Dataset excerpt:
※

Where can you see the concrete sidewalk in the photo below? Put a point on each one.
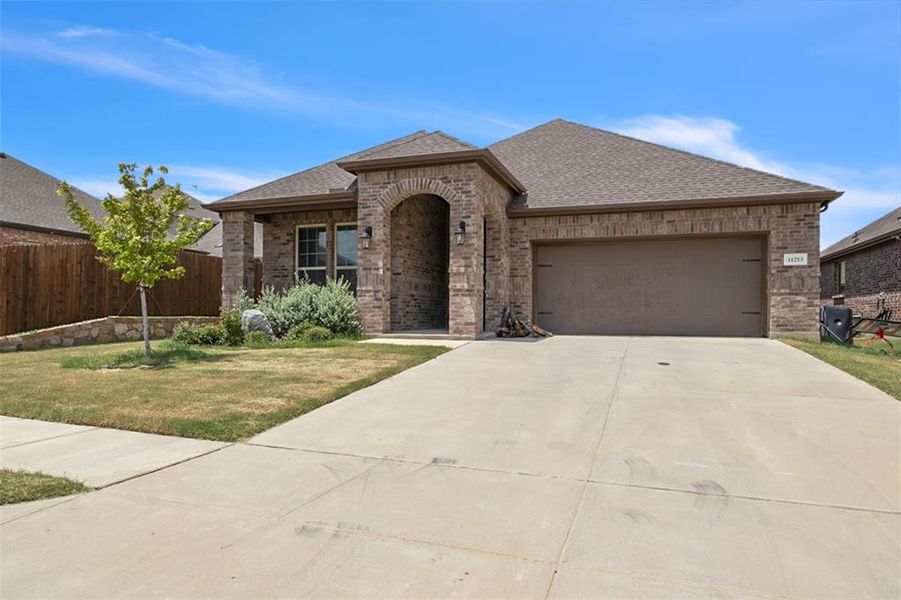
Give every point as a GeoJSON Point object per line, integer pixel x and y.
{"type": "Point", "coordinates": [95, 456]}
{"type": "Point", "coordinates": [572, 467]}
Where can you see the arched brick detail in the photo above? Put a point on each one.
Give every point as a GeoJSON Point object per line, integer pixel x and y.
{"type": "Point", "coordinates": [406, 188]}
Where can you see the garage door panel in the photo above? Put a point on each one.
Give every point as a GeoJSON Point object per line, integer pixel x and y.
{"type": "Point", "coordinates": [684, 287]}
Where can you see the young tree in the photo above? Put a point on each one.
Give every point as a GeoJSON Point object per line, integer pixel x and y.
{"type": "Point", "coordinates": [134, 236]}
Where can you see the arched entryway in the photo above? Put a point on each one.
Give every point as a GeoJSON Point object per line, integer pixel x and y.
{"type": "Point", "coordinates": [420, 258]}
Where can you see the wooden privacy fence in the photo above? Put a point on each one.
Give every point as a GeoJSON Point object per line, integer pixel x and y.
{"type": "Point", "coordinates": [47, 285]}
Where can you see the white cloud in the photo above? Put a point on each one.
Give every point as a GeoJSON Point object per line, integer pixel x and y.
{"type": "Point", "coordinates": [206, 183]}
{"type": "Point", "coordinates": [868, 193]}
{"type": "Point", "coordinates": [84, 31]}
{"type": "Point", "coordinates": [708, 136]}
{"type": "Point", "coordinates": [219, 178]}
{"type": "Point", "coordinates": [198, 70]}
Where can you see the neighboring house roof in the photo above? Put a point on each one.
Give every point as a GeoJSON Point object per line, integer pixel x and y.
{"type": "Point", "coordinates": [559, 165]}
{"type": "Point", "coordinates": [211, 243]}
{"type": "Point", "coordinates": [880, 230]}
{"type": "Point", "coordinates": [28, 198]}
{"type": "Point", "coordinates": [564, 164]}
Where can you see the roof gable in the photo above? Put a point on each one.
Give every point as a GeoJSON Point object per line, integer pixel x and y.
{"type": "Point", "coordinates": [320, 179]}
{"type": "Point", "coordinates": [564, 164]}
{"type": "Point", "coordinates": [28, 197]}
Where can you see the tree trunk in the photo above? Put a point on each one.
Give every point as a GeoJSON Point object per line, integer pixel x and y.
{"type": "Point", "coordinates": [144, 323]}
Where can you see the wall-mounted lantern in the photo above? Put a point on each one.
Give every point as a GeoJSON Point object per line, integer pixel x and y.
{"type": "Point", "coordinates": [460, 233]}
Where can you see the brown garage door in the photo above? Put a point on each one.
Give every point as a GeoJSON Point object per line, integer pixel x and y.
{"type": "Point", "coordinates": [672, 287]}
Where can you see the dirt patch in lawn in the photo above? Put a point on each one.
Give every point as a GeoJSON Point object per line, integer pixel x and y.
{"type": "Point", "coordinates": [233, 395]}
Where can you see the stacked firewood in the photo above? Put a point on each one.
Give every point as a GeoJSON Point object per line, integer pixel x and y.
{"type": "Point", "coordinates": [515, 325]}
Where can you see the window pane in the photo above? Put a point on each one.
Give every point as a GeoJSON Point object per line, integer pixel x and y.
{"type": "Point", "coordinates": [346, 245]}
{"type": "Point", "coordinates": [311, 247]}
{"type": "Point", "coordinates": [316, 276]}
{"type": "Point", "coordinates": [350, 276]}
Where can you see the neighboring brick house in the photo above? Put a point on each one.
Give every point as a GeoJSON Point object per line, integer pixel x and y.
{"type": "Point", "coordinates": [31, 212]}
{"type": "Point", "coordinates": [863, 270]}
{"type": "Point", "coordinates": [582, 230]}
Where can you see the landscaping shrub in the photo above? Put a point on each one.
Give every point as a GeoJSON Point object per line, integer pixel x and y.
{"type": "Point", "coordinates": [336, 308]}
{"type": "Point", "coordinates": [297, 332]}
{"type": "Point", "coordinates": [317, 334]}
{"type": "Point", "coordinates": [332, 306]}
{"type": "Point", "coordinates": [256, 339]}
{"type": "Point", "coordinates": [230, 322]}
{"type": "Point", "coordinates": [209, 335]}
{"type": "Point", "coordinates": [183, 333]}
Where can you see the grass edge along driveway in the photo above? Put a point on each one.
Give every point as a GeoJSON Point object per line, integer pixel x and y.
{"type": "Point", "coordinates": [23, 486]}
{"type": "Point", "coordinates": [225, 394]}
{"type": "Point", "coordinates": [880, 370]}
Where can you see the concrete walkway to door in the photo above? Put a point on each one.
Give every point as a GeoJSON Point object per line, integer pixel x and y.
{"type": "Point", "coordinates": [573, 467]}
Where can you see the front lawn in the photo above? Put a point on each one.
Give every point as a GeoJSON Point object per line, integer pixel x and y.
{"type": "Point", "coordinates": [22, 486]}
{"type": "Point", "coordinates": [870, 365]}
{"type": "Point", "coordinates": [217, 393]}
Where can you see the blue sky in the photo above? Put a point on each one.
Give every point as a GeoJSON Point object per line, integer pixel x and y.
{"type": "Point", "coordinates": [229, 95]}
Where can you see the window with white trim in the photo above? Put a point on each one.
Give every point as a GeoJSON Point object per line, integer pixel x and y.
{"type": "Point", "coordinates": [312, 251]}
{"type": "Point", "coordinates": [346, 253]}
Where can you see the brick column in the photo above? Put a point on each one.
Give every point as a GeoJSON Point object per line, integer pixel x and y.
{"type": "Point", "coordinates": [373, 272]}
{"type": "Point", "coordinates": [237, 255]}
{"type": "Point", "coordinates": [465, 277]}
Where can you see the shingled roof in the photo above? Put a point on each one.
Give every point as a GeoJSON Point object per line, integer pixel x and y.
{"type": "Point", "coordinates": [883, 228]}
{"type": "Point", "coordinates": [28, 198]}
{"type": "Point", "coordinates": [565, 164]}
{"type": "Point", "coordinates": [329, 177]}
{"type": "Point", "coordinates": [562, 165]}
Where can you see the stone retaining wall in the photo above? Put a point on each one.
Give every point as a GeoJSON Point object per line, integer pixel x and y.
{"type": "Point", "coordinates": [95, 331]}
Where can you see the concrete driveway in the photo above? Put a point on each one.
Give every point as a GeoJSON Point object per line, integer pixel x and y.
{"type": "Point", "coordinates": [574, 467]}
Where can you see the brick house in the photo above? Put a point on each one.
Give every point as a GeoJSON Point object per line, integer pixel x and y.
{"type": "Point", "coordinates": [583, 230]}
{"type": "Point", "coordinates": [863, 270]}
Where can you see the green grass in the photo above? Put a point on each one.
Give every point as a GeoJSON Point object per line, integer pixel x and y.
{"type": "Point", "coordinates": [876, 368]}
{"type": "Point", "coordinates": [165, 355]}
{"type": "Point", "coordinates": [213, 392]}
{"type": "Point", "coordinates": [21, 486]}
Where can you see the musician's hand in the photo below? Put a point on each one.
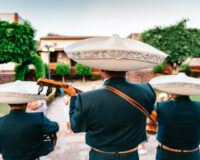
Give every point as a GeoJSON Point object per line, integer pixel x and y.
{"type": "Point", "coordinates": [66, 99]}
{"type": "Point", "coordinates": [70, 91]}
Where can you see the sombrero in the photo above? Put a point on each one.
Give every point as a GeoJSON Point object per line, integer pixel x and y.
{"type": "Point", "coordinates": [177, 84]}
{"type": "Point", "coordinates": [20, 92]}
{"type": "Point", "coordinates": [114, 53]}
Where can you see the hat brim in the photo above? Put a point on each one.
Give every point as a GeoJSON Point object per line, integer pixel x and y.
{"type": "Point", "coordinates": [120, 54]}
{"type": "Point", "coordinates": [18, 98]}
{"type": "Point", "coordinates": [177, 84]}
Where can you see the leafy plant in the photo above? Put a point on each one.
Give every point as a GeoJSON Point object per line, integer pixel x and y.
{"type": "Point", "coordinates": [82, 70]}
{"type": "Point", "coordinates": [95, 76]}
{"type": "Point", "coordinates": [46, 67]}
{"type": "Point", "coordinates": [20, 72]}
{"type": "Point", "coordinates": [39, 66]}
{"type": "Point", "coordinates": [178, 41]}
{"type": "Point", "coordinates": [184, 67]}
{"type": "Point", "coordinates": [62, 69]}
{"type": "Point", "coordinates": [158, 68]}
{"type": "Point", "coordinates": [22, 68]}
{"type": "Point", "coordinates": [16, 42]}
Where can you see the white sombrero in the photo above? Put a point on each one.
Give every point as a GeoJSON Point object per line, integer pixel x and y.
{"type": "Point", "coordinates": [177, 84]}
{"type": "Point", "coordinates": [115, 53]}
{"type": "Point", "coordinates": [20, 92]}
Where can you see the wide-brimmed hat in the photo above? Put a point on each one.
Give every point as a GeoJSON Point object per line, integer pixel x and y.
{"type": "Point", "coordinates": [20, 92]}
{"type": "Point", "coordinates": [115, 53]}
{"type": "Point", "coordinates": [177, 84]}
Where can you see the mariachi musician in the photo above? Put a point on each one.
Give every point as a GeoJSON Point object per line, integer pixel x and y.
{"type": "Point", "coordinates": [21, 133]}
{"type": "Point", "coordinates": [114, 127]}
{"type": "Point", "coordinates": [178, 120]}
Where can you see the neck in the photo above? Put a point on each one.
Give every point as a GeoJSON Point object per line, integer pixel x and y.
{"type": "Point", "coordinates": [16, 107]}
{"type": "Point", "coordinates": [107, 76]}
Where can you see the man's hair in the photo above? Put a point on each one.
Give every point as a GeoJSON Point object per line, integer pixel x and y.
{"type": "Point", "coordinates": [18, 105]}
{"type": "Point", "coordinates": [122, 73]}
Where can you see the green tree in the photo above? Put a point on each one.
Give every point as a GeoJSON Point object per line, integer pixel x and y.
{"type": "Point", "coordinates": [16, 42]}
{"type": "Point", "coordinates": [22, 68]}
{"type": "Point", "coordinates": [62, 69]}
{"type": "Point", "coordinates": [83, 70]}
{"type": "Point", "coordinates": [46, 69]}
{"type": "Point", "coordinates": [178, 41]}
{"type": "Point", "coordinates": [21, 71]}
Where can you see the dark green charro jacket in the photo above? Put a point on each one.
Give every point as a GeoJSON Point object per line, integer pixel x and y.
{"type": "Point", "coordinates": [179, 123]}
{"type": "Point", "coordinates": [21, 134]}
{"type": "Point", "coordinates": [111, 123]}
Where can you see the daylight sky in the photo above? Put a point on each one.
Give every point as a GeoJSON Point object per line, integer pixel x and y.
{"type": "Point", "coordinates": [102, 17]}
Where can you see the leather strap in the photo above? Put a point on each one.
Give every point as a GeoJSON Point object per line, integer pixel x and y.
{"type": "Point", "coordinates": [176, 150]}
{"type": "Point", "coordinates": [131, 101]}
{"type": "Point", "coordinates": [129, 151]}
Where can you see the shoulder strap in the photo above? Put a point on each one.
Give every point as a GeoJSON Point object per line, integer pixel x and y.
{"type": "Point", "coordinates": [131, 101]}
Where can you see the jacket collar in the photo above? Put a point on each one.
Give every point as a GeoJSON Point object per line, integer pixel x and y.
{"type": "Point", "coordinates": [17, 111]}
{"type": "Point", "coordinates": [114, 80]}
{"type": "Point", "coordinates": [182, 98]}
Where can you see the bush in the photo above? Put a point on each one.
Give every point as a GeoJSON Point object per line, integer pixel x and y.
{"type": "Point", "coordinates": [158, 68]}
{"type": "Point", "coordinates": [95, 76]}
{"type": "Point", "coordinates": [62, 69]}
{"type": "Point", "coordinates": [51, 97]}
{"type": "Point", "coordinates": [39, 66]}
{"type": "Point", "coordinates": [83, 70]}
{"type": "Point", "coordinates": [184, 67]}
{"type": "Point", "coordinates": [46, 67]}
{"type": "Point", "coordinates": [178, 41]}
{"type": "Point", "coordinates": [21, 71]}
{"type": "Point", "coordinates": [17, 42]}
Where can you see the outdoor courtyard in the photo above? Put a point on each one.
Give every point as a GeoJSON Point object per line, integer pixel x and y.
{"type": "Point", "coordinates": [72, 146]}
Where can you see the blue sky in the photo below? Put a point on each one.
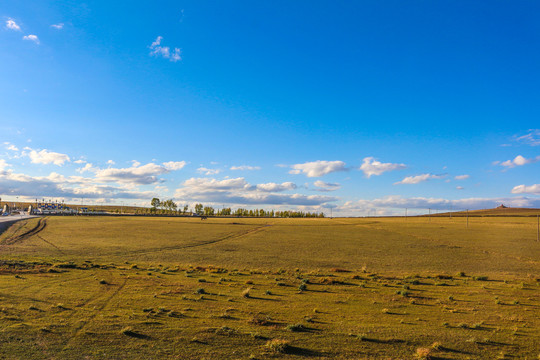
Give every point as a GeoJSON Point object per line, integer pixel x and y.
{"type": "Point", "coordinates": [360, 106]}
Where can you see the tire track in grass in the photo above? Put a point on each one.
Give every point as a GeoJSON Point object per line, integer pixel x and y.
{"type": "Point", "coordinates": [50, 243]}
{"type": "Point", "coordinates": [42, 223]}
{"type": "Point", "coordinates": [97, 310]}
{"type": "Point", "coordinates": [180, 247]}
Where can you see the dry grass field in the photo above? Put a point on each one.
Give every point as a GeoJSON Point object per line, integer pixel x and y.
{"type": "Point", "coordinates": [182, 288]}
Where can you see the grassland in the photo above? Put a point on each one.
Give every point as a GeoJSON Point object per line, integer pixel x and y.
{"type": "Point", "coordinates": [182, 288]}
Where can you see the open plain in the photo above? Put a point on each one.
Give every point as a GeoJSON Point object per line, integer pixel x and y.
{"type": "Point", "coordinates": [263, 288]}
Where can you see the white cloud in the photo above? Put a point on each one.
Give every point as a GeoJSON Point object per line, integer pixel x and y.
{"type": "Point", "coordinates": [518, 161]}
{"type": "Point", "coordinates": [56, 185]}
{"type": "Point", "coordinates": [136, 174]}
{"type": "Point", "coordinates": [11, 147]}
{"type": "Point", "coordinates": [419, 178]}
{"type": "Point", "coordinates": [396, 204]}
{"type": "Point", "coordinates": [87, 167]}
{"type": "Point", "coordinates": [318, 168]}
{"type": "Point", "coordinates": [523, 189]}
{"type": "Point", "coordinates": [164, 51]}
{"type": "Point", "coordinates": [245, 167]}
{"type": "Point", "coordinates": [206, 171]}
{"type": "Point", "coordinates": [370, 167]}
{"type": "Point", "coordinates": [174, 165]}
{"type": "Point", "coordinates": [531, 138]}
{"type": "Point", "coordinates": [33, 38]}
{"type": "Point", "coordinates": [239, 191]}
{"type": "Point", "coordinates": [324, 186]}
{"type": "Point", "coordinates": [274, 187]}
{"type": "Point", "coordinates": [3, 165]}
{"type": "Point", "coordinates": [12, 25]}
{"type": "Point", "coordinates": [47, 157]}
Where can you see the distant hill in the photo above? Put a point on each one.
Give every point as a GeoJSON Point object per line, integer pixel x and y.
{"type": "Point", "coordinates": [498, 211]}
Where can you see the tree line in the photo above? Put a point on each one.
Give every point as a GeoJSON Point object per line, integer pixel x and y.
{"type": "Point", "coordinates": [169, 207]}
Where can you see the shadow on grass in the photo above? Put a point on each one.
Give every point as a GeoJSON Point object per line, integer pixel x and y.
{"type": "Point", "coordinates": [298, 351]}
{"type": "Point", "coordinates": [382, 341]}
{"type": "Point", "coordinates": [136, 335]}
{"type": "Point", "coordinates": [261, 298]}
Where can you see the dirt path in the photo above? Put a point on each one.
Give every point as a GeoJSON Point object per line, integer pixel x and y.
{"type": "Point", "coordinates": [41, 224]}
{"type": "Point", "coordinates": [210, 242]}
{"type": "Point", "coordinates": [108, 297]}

※

* _What needs to be done_
Reproduce the records from the line with "Where can you see the tree line" through the end of the records, keeping every line, requests included. Multiply each point coordinate in the answers by 1.35 and round to whole numbers, with halves rounded up.

* _Correct answer_
Where can you see the tree line in the photo above? Put a point on each one.
Give every point as a GeoJSON Point object per line, integer pixel x and y.
{"type": "Point", "coordinates": [228, 279]}
Where can you see the shadow on grass in the photo above? Put a point on each one.
Give every point as a GeoJSON Point object per line, integer pixel x and y.
{"type": "Point", "coordinates": [402, 474]}
{"type": "Point", "coordinates": [516, 460]}
{"type": "Point", "coordinates": [184, 452]}
{"type": "Point", "coordinates": [352, 402]}
Where can you see the dirt path in the photo above? Put a point on each one.
Give every point as a GeoJSON Point object per line, integer pixel x and y.
{"type": "Point", "coordinates": [55, 302]}
{"type": "Point", "coordinates": [284, 327]}
{"type": "Point", "coordinates": [146, 401]}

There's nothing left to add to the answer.